• _Problem description_: Return every line of the data below verbatim, but leave out the pictures.

• _Data extract_:
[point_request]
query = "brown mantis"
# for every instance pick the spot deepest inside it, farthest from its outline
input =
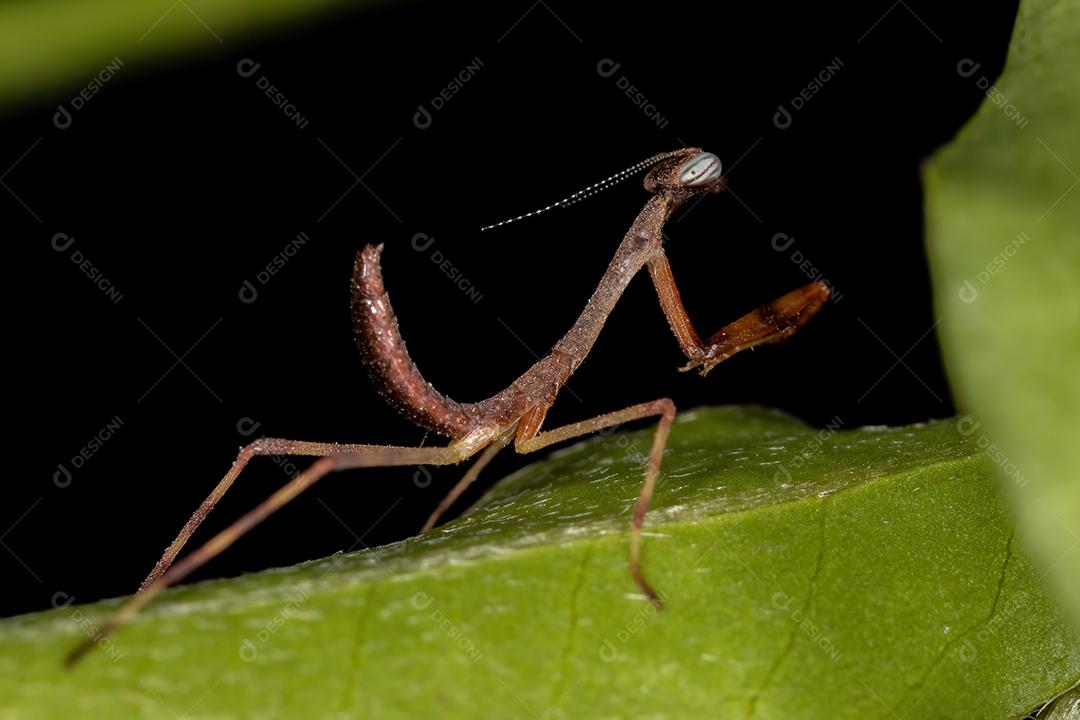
(516, 413)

• _Reply_:
[point_request]
query = "brown mantis"
# for every instance pick the spot deepest inside it, farthest from its outline
input =
(516, 413)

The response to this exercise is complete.